··· ENTRIES SHOWN ···

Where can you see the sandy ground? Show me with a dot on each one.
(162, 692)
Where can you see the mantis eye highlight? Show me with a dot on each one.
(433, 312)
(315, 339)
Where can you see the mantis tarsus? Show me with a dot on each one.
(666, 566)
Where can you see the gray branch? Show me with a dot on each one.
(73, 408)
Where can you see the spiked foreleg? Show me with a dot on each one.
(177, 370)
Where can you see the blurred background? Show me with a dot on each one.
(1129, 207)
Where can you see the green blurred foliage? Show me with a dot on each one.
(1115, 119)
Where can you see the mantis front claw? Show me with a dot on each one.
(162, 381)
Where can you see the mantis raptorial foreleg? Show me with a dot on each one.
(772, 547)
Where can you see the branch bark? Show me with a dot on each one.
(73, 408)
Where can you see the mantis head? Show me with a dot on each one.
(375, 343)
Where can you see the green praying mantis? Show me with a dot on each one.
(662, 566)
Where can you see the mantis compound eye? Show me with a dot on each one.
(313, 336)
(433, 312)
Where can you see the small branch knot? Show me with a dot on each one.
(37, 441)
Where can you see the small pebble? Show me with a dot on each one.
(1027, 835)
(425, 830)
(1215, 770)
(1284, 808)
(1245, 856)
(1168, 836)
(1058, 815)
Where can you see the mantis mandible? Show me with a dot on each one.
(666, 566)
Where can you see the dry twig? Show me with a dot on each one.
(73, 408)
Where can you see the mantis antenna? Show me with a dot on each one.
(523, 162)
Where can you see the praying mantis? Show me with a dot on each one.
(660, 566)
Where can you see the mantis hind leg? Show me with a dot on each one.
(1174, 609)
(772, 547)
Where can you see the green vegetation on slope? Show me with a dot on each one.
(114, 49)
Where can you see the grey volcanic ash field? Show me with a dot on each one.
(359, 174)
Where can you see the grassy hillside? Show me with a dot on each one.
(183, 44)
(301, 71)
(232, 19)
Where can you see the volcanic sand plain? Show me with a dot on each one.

···

The result should consist solely of the lines from the one that contains "Where can you see the mantis hind" to the last line of the records above, reproduced exactly.

Where can you see the mantis hind leg? Show me with a dot on each one.
(1174, 609)
(772, 547)
Where can you see the green vegetation on slope? Show me with a dot on each one.
(114, 49)
Where can you see the grey volcanic ash field? Show me with a dot on each one.
(359, 174)
Where can you see the grassy hillside? Show me with a dot on each one.
(183, 44)
(301, 71)
(232, 19)
Where can you see the volcanic sand plain? Show me with a dot on each one.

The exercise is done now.